§ Dataset records
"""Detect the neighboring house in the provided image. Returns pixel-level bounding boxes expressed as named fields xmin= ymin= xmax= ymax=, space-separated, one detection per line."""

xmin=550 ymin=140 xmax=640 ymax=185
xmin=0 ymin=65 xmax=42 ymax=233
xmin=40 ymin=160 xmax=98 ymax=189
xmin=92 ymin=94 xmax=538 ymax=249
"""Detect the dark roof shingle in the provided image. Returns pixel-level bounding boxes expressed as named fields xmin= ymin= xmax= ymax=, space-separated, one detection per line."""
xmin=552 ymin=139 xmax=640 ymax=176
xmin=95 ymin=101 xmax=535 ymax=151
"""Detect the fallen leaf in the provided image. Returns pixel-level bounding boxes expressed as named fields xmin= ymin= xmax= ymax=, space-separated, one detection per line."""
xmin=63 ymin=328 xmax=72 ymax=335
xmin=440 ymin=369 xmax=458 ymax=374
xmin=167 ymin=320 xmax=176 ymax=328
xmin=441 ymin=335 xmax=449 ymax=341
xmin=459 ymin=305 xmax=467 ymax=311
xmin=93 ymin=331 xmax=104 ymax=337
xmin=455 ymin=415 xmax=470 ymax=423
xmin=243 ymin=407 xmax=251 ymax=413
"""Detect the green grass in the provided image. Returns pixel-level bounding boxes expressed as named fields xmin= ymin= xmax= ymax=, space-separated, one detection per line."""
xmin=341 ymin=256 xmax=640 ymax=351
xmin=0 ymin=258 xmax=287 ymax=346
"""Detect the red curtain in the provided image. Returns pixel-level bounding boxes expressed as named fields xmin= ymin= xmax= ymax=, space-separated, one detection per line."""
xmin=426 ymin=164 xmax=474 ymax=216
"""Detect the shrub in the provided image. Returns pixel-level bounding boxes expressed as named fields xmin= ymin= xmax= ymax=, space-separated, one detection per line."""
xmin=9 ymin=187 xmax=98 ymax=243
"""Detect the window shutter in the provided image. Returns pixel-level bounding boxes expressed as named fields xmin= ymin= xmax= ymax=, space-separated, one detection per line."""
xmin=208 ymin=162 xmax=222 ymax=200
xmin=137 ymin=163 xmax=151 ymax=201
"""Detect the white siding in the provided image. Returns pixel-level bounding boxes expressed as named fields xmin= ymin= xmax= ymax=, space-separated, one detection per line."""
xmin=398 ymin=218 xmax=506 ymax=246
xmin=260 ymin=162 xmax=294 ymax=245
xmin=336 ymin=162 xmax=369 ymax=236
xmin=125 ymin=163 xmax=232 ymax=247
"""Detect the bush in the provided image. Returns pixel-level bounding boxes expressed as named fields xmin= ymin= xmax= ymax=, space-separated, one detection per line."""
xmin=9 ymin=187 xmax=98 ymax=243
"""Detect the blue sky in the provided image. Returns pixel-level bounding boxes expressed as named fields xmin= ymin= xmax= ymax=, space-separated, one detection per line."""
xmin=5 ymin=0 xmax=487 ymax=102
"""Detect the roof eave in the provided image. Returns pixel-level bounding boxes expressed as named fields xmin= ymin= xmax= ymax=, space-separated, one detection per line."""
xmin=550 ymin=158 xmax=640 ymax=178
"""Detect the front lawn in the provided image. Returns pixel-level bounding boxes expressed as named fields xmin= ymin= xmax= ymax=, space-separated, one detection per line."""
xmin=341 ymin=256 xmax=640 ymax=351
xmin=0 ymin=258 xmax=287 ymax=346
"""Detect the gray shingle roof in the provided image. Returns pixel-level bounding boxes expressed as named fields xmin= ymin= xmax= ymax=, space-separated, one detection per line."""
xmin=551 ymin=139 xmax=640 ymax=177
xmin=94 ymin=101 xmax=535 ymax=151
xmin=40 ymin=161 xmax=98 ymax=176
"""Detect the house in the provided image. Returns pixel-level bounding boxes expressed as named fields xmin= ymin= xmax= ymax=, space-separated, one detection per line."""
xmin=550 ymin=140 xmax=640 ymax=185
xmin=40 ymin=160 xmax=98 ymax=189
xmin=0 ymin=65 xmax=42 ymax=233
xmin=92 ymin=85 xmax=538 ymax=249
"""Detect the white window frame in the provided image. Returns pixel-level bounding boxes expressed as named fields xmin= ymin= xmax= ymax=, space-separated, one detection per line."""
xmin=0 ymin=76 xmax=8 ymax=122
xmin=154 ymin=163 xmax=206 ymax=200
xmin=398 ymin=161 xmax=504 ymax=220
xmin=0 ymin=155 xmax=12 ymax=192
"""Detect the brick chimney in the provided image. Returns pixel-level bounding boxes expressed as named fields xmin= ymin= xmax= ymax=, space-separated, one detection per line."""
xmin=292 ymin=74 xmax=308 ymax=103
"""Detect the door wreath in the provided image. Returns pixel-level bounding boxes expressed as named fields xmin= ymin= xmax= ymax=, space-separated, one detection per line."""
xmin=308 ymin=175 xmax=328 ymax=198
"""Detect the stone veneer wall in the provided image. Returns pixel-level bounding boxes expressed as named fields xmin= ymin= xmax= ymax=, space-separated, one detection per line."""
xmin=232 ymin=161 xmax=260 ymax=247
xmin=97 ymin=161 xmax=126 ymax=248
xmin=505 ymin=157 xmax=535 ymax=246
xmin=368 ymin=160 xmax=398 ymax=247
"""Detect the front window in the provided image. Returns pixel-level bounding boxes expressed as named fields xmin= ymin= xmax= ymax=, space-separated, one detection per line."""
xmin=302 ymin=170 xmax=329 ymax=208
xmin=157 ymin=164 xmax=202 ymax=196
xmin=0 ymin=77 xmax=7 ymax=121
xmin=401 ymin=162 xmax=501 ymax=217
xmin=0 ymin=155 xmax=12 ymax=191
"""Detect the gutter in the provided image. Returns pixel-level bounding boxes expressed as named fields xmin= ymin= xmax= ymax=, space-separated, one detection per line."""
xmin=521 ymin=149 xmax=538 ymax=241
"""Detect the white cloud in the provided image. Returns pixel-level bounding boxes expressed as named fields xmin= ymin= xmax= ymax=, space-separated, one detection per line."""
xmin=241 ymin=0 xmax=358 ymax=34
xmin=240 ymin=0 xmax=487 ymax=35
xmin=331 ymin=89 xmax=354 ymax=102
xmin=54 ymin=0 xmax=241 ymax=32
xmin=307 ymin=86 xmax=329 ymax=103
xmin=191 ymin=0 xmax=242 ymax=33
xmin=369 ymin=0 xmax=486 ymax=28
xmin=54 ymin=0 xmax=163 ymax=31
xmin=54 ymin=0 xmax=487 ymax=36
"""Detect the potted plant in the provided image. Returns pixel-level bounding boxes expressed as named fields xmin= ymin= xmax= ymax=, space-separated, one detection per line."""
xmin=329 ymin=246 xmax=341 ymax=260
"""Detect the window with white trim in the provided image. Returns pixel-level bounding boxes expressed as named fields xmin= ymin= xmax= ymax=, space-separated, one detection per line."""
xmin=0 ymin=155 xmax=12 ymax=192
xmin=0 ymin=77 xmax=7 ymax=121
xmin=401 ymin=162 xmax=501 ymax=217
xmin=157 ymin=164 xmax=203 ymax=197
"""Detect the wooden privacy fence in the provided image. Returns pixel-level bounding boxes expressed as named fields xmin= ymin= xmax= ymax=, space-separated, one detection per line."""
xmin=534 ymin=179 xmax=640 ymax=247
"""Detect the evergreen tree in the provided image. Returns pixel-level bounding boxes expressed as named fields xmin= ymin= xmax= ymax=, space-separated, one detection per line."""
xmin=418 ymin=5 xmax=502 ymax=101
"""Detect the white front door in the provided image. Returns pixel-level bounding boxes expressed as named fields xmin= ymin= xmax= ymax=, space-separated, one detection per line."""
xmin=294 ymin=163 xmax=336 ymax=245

§ Goal of the exercise
All of the data must be written out again, exactly as it stands.

§ Result for this exercise
"""Detect the neighboring house in the provided image. Returns pixel-level bounding boxes expressed as named fields xmin= ymin= xmax= ymax=, space-separated, one detection per line."""

xmin=550 ymin=140 xmax=640 ymax=185
xmin=0 ymin=65 xmax=42 ymax=233
xmin=40 ymin=160 xmax=98 ymax=189
xmin=92 ymin=94 xmax=538 ymax=249
"""Detect the dark roof shingle in the provided image. Returns pixel-level bounding boxes expressed as named fields xmin= ymin= xmax= ymax=, space-separated, one detection per line."""
xmin=552 ymin=139 xmax=640 ymax=176
xmin=95 ymin=101 xmax=535 ymax=151
"""Detect the fallen leaf in the provided image. Returns pixel-level bounding boxes expressed as named fields xmin= ymin= xmax= ymax=, space-separated, one detection per line."""
xmin=63 ymin=328 xmax=72 ymax=335
xmin=440 ymin=369 xmax=458 ymax=374
xmin=167 ymin=320 xmax=176 ymax=328
xmin=441 ymin=335 xmax=449 ymax=341
xmin=459 ymin=305 xmax=467 ymax=311
xmin=93 ymin=331 xmax=104 ymax=337
xmin=455 ymin=415 xmax=470 ymax=423
xmin=243 ymin=407 xmax=251 ymax=413
"""Detect the green grass in the provided image. Returns pixel-level bounding boxes expressed as named fields xmin= ymin= xmax= ymax=, space-separated, one detection per line."""
xmin=341 ymin=256 xmax=640 ymax=351
xmin=0 ymin=258 xmax=287 ymax=346
"""Detect the red curtain in the provided image. Returns pixel-level bounding boxes expressed as named fields xmin= ymin= xmax= ymax=, space-separated, one detection per line."""
xmin=426 ymin=164 xmax=474 ymax=216
"""Detect the shrub in the provided image. Returns pixel-level bounding boxes expressed as named fields xmin= ymin= xmax= ymax=, space-separated, one detection per line."""
xmin=9 ymin=187 xmax=98 ymax=243
"""Detect the window shutter in the provided image. Returns pixel-level bounding boxes expressed as named fields xmin= ymin= xmax= ymax=, space-separated, one detection per line."""
xmin=208 ymin=162 xmax=222 ymax=200
xmin=137 ymin=163 xmax=151 ymax=201
"""Detect the white siding in the provided image. Returns pixel-level bounding boxes expressed as named fields xmin= ymin= xmax= ymax=, space-separated, one detection per line."""
xmin=398 ymin=218 xmax=506 ymax=246
xmin=260 ymin=162 xmax=294 ymax=245
xmin=336 ymin=162 xmax=369 ymax=236
xmin=125 ymin=163 xmax=232 ymax=247
"""Detect the bush in the provided image. Returns pixel-level bounding boxes expressed as named fields xmin= ymin= xmax= ymax=, space-separated, one detection per line."""
xmin=9 ymin=187 xmax=98 ymax=243
"""Detect the blue sky in the provided image. Returns pixel-level bounding boxes expressed as named fields xmin= ymin= xmax= ymax=, space-separated, one detection per line."""
xmin=5 ymin=0 xmax=487 ymax=102
"""Detect the roof eave in the provided image. Returns pixel-level bounding boxes expressed as named fields xmin= ymin= xmax= ymax=, space-separated, one detection per line."""
xmin=550 ymin=158 xmax=640 ymax=178
"""Detect the front lawn in the provided image. Returns pixel-level bounding boxes expressed as named fields xmin= ymin= xmax= ymax=, space-separated, one detection per line."""
xmin=341 ymin=256 xmax=640 ymax=351
xmin=0 ymin=258 xmax=287 ymax=346
"""Detect the gray shingle roof in the provided image. Returns pixel-level bounding boxes expressed as named fields xmin= ymin= xmax= ymax=, space-separated, one detection per line."""
xmin=551 ymin=139 xmax=640 ymax=177
xmin=94 ymin=101 xmax=535 ymax=151
xmin=40 ymin=161 xmax=98 ymax=176
"""Detect the house in the provided image. Returns pixel-level bounding boxes expressed as named fields xmin= ymin= xmax= ymax=, space-separated, one detection per line."""
xmin=550 ymin=140 xmax=640 ymax=185
xmin=40 ymin=160 xmax=98 ymax=189
xmin=0 ymin=65 xmax=42 ymax=233
xmin=92 ymin=85 xmax=538 ymax=249
"""Detect the white window frame in the provided image. Returns pixel-level bounding boxes expressed as named fields xmin= ymin= xmax= ymax=, space-separated, one detection per line."""
xmin=0 ymin=76 xmax=8 ymax=122
xmin=154 ymin=163 xmax=206 ymax=200
xmin=398 ymin=161 xmax=504 ymax=220
xmin=0 ymin=155 xmax=12 ymax=192
"""Detect the brick chimney in the provided image. Returns pixel-level bounding boxes expressed as named fields xmin= ymin= xmax= ymax=, space-separated, one detection per line."""
xmin=292 ymin=74 xmax=308 ymax=103
"""Detect the door wreath in the provided image. Returns pixel-level bounding boxes expressed as named fields xmin= ymin= xmax= ymax=, space-separated, one detection per line."""
xmin=308 ymin=175 xmax=328 ymax=198
"""Detect the stone veneer wall in the provided image. Returns pixel-level bounding boxes expressed as named fields xmin= ymin= xmax= ymax=, space-separated, one detection per line."""
xmin=232 ymin=161 xmax=260 ymax=247
xmin=97 ymin=161 xmax=126 ymax=248
xmin=505 ymin=157 xmax=535 ymax=246
xmin=368 ymin=160 xmax=398 ymax=247
"""Detect the front window in the provided image. Returns pixel-level bounding boxes expressed as named fields xmin= ymin= xmax= ymax=, space-separated, one detection per line."""
xmin=302 ymin=170 xmax=329 ymax=208
xmin=157 ymin=164 xmax=202 ymax=196
xmin=0 ymin=77 xmax=7 ymax=121
xmin=401 ymin=162 xmax=501 ymax=217
xmin=0 ymin=155 xmax=12 ymax=191
"""Detect the gutter in the provided image. Returns pixel-level bounding boxes expressed as named fields xmin= ymin= xmax= ymax=, space-separated, one detection per line."""
xmin=521 ymin=149 xmax=538 ymax=241
"""Detect the white cloud in the provided image. Returns pixel-level bounding boxes expressed as named fields xmin= ymin= xmax= ymax=, space-separated, one detection per line."""
xmin=241 ymin=0 xmax=358 ymax=34
xmin=240 ymin=0 xmax=487 ymax=35
xmin=331 ymin=89 xmax=354 ymax=102
xmin=54 ymin=0 xmax=241 ymax=32
xmin=307 ymin=86 xmax=329 ymax=103
xmin=191 ymin=0 xmax=242 ymax=33
xmin=369 ymin=0 xmax=486 ymax=28
xmin=54 ymin=0 xmax=163 ymax=31
xmin=54 ymin=0 xmax=487 ymax=36
"""Detect the potted plant in the provided image. Returns pixel-level bounding boxes expressed as named fields xmin= ymin= xmax= ymax=, space-separated, one detection per line."""
xmin=329 ymin=246 xmax=341 ymax=260
"""Detect the window with white trim in the provided image. Returns pixel-level bounding boxes expressed as named fields xmin= ymin= xmax= ymax=, space-separated, one detection per line."""
xmin=0 ymin=155 xmax=12 ymax=192
xmin=0 ymin=77 xmax=7 ymax=121
xmin=401 ymin=162 xmax=501 ymax=217
xmin=157 ymin=164 xmax=203 ymax=197
"""Detect the wooden privacy fence in the provided image. Returns pixel-level bounding boxes expressed as named fields xmin= ymin= xmax= ymax=, space-separated, one detection per line."""
xmin=534 ymin=179 xmax=640 ymax=247
"""Detect the evergreen tree in the provided image. Returns pixel-level bounding boxes expressed as named fields xmin= ymin= xmax= ymax=, space-separated, one detection per line."""
xmin=418 ymin=5 xmax=502 ymax=101
"""Detect the white front door in the provided image. Returns pixel-level bounding boxes expressed as named fields xmin= ymin= xmax= ymax=, space-separated, one detection per line."""
xmin=294 ymin=163 xmax=336 ymax=245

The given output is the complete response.